### TEXT PASSAGE
★ ★ ★ ★

Yew Huoi, How & Associates | Leading Malaysia Law Firm

BROAD INTERPRETATION OF ‘SUBSEQUENT MODIFICATION’ APPLIES YORK-ANTWERP RULES 2016 GOVERNING GENERAL AVERAGE IN STAR AXE I LLC V ROYAL & SUN ALLIANCE

Summary and Facts
The case Star Axe I LLC v Royal and Sun Alliance Luxembourg SA [2024] 1 Lloyd’s Rep 342 revolves around a dispute concerning general average adjustments under a series of Congenbill 1994 bills of lading. Star Axe I LLC, the carrier, issued seven bills of lading for cargo on the vessel M/V Star Antares. After an incident on 3.11.2021, in which the vessel struck a submerged object, general average was declared. The cargo insurers, Royal and Sun Alliance Luxembourg SA, issued average guarantees but contested whether the applicable York-Antwerp Rules (YAR) governing the general average should be the 1994 or 2016 version.

The bills of lading contained a clause specifying that general average was to be adjusted according to the York-Antwerp Rules 1994 or any subsequent modification thereof. The main issue before the court was whether the term “subsequent modification” included the YAR 2016 or whether only the YAR 1994 applied.

What is General Average?

  • General average is a principle in maritime law that requires all parties involved in a sea voyage (shipowners, cargo owners, and insurers) to proportionally share the costs of any sacrifice or expenditure deliberately made for the safety of the vessel and its cargo. For example, if cargo is jettisoned or expenses are incurred to save a vessel during an emergency, the cost of these actions is shared by all parties with an interest in the voyage, rather than falling solely on the party that suffered the loss.
  • The York-Antwerp Rules (YAR) govern how general average is calculated and distributed, providing internationally accepted guidelines on which expenses and losses qualify as general average. Over time, these rules have been updated, with the YAR 1994, YAR 2004, and YAR 2016 being some of the most commonly referenced versions.

Key Issue
The key legal question was whether the phrase “any subsequent modification” in the bills of lading included the YAR 2016, or whether this referred only to modifications strictly amending the YAR 1994.

Court’s Findings

  • The court ruled in favour of the defendants, determining that the YAR 2016 were applicable.

★ ★ ★ ★

### DATA FOR THE TASK
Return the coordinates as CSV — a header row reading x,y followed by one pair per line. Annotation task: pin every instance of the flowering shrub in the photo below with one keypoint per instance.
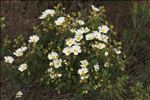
x,y
73,52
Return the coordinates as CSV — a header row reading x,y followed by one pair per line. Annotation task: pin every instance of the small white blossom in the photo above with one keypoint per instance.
x,y
117,51
96,34
60,21
50,70
76,49
96,67
8,59
19,94
46,13
19,52
106,64
82,71
51,64
106,53
103,29
59,75
99,45
94,8
57,63
82,30
83,77
103,38
89,36
67,51
23,67
70,41
52,55
84,63
78,37
33,38
80,22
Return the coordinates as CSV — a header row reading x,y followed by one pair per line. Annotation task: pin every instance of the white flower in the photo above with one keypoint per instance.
x,y
84,63
70,41
50,70
103,29
19,52
97,34
86,29
106,53
59,75
84,77
60,20
82,71
51,64
34,38
8,59
96,67
89,36
106,64
117,51
72,30
52,55
80,22
76,49
94,8
103,38
23,67
46,13
67,51
99,45
19,94
57,63
82,30
78,37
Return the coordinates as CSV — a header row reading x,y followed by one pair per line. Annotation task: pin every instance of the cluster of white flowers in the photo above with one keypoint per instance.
x,y
94,8
83,71
99,45
96,67
8,59
60,21
117,51
80,22
33,39
56,62
23,67
19,52
19,94
53,74
46,13
103,28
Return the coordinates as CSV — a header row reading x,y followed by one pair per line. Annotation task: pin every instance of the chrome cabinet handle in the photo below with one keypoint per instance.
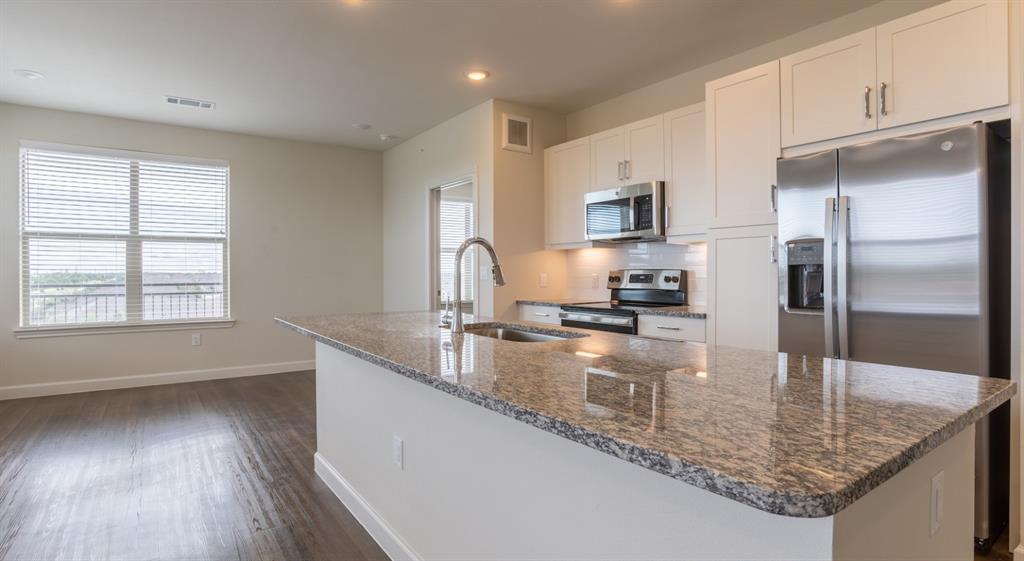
x,y
882,93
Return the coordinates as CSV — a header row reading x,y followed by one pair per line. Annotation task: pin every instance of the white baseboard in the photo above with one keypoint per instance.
x,y
95,384
382,532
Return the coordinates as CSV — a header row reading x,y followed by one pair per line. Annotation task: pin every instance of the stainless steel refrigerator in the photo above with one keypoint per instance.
x,y
898,252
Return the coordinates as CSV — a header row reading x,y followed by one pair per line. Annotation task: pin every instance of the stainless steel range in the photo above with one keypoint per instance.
x,y
632,290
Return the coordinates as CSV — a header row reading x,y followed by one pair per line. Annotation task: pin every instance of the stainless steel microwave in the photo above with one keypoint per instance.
x,y
630,213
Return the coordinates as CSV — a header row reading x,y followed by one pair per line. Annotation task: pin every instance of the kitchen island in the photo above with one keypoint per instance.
x,y
646,449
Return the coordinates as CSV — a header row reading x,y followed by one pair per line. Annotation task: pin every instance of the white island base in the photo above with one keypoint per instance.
x,y
474,484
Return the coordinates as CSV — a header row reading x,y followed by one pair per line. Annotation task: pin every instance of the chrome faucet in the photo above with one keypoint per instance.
x,y
496,272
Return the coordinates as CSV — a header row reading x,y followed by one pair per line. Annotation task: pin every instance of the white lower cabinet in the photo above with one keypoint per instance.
x,y
541,314
668,327
742,288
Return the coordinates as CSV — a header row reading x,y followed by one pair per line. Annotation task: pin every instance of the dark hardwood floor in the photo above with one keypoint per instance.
x,y
206,470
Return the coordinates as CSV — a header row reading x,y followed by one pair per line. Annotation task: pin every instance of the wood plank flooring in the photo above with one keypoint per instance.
x,y
206,470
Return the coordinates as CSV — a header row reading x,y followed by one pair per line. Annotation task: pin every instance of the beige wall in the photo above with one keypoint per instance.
x,y
688,87
456,148
518,214
304,225
510,207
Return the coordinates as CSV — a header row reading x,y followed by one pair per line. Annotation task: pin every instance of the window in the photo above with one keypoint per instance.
x,y
116,238
455,224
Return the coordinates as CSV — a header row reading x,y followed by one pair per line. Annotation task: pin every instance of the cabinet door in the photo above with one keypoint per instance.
x,y
686,188
645,150
566,179
607,152
948,59
742,287
742,123
829,90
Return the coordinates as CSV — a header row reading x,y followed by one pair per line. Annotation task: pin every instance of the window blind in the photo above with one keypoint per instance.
x,y
121,238
456,221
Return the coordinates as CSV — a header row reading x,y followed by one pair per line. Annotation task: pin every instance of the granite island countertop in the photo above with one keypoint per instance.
x,y
697,312
793,435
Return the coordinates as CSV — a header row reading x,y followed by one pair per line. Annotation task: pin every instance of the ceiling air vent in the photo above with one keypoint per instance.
x,y
188,102
516,133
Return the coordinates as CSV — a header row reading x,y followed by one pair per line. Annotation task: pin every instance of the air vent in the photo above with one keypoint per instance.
x,y
516,133
188,102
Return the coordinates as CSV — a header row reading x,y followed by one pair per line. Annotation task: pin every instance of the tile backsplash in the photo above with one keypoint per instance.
x,y
584,264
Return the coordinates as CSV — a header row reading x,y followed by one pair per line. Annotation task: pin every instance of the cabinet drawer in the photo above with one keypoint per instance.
x,y
541,314
676,329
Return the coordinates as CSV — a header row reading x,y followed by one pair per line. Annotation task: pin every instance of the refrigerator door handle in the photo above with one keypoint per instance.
x,y
842,286
829,308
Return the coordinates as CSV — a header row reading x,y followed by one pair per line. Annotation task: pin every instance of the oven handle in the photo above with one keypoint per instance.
x,y
594,318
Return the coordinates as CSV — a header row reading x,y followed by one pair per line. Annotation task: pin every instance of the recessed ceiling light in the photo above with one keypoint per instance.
x,y
30,75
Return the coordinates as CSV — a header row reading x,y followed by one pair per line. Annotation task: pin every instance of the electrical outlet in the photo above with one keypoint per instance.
x,y
938,493
397,449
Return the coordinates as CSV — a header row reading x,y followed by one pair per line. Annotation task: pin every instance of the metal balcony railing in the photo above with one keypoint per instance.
x,y
70,304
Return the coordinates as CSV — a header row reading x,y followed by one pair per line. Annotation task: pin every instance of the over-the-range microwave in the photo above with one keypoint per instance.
x,y
630,213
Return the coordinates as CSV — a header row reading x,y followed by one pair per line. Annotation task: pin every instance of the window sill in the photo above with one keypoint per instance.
x,y
103,329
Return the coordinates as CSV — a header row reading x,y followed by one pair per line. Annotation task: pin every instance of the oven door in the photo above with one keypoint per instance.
x,y
598,321
630,213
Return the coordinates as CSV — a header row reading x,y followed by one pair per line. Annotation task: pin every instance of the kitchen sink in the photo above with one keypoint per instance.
x,y
520,335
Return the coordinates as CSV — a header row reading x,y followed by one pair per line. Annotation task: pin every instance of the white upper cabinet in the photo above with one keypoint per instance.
x,y
948,59
684,166
632,154
607,157
566,169
742,143
829,90
645,150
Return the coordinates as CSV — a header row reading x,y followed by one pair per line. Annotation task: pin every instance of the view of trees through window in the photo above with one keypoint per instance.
x,y
110,239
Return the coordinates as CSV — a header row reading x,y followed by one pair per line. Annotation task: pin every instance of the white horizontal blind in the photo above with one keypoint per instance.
x,y
456,223
121,239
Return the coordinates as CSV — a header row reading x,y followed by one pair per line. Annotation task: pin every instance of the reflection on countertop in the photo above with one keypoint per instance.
x,y
788,434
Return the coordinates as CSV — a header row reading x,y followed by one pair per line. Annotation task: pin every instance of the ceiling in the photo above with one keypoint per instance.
x,y
308,70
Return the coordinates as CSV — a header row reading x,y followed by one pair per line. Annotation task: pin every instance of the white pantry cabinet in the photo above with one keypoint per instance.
x,y
566,170
631,154
944,60
684,170
742,143
829,90
742,288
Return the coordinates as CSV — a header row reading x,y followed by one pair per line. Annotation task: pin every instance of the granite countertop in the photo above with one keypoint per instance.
x,y
788,434
699,312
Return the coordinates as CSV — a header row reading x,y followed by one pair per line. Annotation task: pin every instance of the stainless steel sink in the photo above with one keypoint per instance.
x,y
519,335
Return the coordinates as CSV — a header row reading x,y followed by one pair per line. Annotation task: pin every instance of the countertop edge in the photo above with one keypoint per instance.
x,y
784,504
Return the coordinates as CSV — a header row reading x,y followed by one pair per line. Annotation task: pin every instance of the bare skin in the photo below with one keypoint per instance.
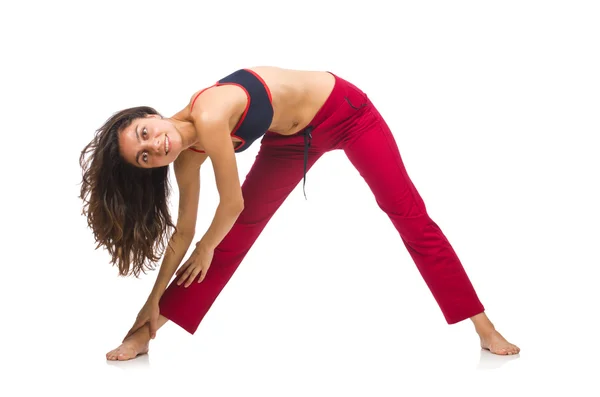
x,y
296,97
491,339
137,343
134,345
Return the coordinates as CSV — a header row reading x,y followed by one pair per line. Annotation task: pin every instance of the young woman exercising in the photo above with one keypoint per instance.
x,y
298,116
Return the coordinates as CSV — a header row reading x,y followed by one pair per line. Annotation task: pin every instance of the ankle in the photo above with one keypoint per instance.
x,y
483,325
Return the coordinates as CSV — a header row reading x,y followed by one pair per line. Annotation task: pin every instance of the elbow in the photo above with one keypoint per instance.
x,y
239,206
235,207
185,234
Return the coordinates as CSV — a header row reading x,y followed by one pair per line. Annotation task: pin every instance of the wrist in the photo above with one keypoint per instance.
x,y
205,246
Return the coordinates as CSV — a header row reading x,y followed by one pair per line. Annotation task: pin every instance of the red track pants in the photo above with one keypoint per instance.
x,y
347,121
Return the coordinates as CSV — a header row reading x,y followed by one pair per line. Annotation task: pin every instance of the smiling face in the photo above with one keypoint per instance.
x,y
150,142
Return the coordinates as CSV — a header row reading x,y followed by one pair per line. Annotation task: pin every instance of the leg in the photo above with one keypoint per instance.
x,y
276,171
375,155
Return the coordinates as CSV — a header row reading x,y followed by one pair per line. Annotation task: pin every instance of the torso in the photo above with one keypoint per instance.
x,y
296,97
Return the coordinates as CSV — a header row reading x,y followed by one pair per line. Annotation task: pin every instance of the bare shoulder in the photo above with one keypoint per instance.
x,y
187,165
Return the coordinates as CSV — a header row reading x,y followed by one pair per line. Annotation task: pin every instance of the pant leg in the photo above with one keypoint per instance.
x,y
278,168
374,153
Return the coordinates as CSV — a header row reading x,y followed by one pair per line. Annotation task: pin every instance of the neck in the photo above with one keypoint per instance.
x,y
186,129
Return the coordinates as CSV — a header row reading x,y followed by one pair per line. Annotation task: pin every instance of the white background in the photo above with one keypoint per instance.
x,y
495,108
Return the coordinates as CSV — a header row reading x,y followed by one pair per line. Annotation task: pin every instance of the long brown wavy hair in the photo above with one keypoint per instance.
x,y
126,206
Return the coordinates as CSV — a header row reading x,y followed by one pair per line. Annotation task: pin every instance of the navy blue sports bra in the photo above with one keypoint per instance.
x,y
257,116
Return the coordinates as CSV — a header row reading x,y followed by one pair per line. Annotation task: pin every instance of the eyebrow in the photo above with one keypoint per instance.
x,y
137,156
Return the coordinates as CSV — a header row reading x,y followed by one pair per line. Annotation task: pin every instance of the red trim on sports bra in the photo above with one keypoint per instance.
x,y
239,123
198,94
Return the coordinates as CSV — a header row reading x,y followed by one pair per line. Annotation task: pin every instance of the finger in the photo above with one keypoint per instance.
x,y
136,326
153,326
185,275
183,267
204,271
193,276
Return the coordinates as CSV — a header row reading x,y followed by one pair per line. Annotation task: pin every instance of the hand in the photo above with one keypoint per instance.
x,y
148,314
198,263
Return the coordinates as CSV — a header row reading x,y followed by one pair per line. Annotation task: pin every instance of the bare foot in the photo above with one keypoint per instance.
x,y
495,343
135,345
490,338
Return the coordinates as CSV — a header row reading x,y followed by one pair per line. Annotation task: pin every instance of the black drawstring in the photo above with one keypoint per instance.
x,y
307,141
354,107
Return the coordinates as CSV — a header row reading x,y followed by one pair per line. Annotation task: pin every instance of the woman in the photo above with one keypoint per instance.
x,y
299,116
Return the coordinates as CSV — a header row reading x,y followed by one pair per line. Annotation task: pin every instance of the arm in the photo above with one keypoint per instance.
x,y
217,143
187,174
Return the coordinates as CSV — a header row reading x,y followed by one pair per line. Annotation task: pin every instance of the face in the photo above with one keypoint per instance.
x,y
150,142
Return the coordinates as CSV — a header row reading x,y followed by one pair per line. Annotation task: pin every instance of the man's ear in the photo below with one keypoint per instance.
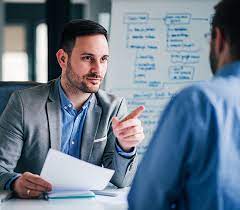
x,y
220,41
62,58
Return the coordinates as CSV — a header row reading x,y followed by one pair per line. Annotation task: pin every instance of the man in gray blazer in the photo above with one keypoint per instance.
x,y
69,114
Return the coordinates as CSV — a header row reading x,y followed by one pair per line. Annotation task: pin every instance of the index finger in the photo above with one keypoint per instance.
x,y
36,179
134,114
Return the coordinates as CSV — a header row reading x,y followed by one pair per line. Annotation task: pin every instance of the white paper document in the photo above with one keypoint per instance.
x,y
65,173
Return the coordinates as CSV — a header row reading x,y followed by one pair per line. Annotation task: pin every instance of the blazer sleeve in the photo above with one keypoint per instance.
x,y
11,138
125,168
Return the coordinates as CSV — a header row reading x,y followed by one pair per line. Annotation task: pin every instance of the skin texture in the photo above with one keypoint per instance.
x,y
82,73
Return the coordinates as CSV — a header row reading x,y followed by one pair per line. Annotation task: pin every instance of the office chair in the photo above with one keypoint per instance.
x,y
7,88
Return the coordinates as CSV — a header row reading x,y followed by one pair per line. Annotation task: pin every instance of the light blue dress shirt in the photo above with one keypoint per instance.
x,y
72,128
193,160
72,124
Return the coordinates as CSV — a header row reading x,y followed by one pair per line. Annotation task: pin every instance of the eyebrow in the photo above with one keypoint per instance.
x,y
90,54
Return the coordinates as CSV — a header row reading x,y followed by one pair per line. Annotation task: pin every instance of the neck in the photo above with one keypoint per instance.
x,y
76,96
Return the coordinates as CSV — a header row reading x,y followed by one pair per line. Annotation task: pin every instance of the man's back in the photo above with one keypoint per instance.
x,y
188,161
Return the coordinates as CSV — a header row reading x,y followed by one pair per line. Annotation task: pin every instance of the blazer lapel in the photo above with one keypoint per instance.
x,y
54,116
90,128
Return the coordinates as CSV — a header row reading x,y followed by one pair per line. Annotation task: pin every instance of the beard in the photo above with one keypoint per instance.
x,y
213,58
79,83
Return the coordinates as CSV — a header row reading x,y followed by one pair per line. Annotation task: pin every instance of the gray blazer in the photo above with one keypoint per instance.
x,y
31,124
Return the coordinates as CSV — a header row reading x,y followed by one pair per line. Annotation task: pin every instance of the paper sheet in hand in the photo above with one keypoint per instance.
x,y
65,172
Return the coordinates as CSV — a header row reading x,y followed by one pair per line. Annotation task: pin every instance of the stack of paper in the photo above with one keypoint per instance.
x,y
71,177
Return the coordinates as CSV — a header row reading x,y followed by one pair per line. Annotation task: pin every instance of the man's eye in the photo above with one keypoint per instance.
x,y
105,59
87,58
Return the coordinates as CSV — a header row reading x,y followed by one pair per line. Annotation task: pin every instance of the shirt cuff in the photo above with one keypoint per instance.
x,y
125,154
10,181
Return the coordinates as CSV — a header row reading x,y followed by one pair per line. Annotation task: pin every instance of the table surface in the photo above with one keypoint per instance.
x,y
98,203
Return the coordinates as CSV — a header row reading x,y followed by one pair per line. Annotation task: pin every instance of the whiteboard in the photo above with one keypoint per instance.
x,y
157,48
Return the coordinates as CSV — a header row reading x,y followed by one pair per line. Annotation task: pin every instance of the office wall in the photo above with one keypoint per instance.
x,y
96,7
1,34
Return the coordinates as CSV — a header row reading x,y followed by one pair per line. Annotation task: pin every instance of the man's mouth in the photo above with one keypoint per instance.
x,y
94,80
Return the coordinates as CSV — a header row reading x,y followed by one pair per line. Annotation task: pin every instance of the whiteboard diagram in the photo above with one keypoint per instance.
x,y
156,50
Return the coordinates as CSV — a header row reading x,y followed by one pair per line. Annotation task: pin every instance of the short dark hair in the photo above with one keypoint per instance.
x,y
227,19
76,28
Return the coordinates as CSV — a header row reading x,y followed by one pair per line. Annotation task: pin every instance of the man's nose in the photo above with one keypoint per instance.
x,y
97,67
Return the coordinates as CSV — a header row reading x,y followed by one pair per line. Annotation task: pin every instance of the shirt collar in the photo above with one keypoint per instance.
x,y
66,103
231,69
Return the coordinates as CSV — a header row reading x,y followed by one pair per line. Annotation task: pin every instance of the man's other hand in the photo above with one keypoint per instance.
x,y
129,131
30,185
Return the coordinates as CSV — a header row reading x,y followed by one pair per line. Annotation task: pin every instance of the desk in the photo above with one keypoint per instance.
x,y
97,203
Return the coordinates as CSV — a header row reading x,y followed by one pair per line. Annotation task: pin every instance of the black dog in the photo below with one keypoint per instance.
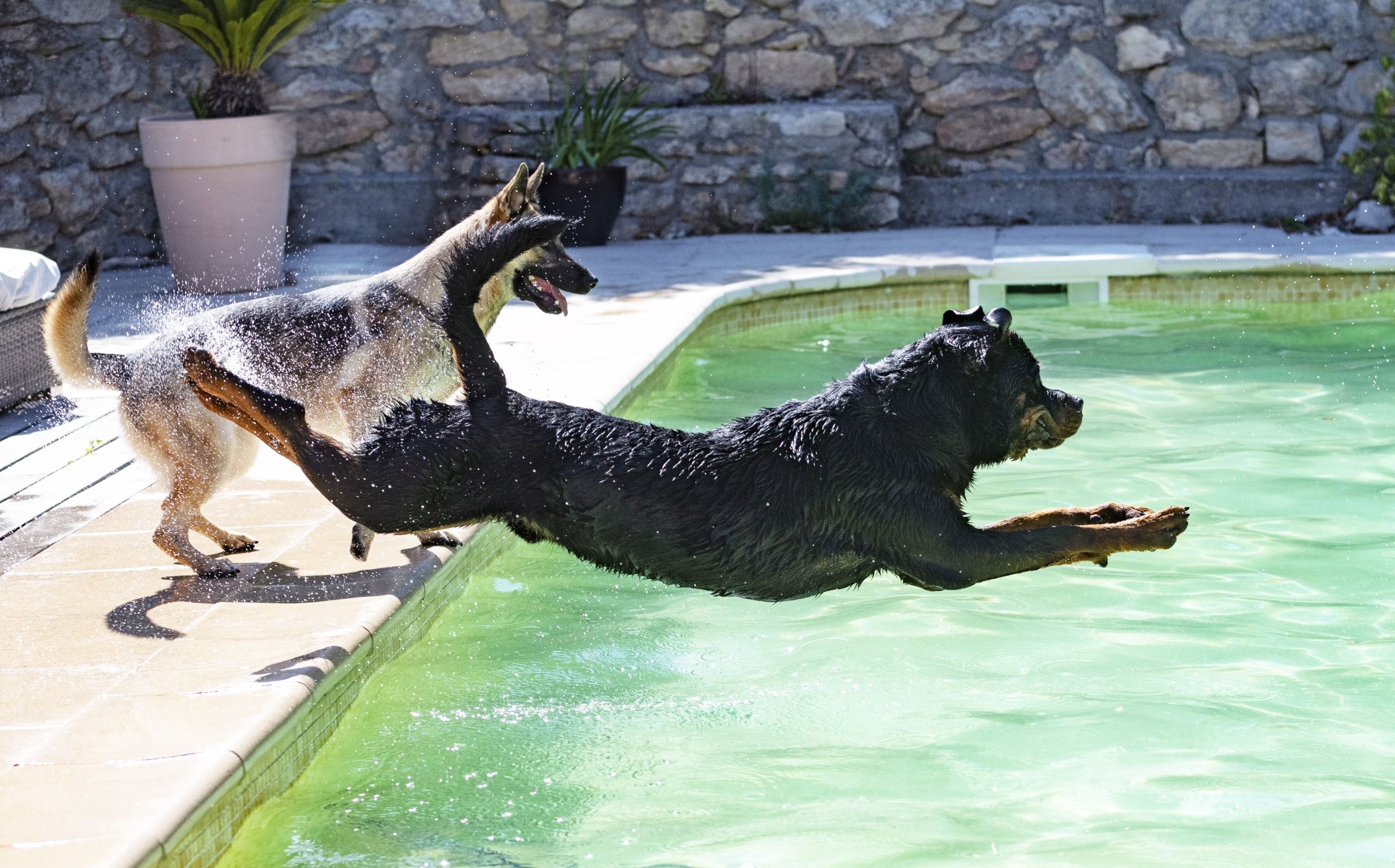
x,y
791,501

★ ★ ★ ★

### STATED EXERCISE 1
Reproduce the listing from the line that contains "the man's other" through the last line of the listing, leaving out the pictures.
### STATED EXERCISE 2
Pick up the case note on general average in Star Axe I LLC v Royal & Sun Alliance right after its last sentence and keep writing.

### RESPONSE 1
Return the coordinates as CSV — a header row reading x,y followed by one pair per line. Annotation task: pin every instance of the man's other hand in the photo above with one keypoint per instance.
x,y
129,131
30,185
Return the coordinates as CSV — a header row reading x,y followed by one pair per line. Annotation task: pin every instance of the desk in the photo above with one keypoint per instance.
x,y
97,203
Return the coordinates as CSV — a header row reading x,y followed by one pair per line. Annotation task: pin every instance of the black dog in the photo below with one keypoint per instance.
x,y
791,501

### RESPONSE 2
  • The court found that the words “any subsequent modification” reasonably encompassed new versions of the York-Antwerp Rules, including YAR 2016. A reasonable person in the shipping industry would interpret “modification” broadly, not limiting it to narrow textual amendments of YAR 1994 but including newer sets of rules promulgated to reflect modern shipping practices.
  • The claimant’s argument, based on trade materials and commentaries suggesting that YAR 2004 and YAR 2016 were entirely new sets of rules rather than modifications, was rejected. The court held that these materials did not amount to an established market understanding that could override the plain meaning of the words.

How the YAR 2016 Impacted the Case

  • The application of the YAR 2016 had a significant impact on the case due to changes in how general average adjustments are calculated under these rules. Compared to the YAR 1994, the YAR 2016 introduced modernized provisions, including:
    1. The YAR 2016 provides more clarity on how salvage is treated, particularly in the context of situations where multiple parties are involved. This affects how salvage costs are shared and the speed of general average settlements.
    2. The YAR 2016 also made amendments regarding the treatment of costs for handling cargo at ports of refuge, clarifying when such costs are considered general average. These rules can lead to a broader range of expenses qualifying for general average contributions, which can be significant for both the carrier and cargo interests.
    3. Under YAR 2016, allowances for certain port-related expenses are reduced, affecting how much the carrier could claim from the cargo interests for expenses incurred during the incident.

Had the YAR 1994 been applied, the carrier may have been entitled to claim a broader range of port-related expenses and possibly salvage claims. The court’s decision to apply YAR 2016 thus potentially reduced the overall liability of the cargo insurers, affecting the general average contributions they were required to make.

Practical Implications

  • This ruling emphasizes that phrases like “any subsequent modification” in shipping contracts may be interpreted broadly to include entirely new versions of rules or regulations, not just minor amendments.
  • Parties involved in shipping contracts should be aware that adopting wording like “any subsequent modification” in relation to York-Antwerp Rules can lead to the incorporation of the most recent version of the rules, which may differ significantly from earlier ones, as in this case with the YAR 2016.
  • This case highlights the importance of clear contract drafting. If parties intend to restrict general average adjustments to a specific version of the YAR, they should explicitly state so, rather than relying on ambiguous wording like “subsequent modification.”

Conclusion
The court ruled that the YAR 2016 applied to the general average adjustments in this case, emphasizing that terms like “subsequent modification” should be interpreted broadly unless there is clear evidence to suggest a narrower meaning. The application of the YAR 2016 impacted the calculation of general average contributions, potentially reducing the liability of the cargo insurers. This decision provides clarity for the shipping industry regarding the application of the York-Antwerp Rules in general average disputes.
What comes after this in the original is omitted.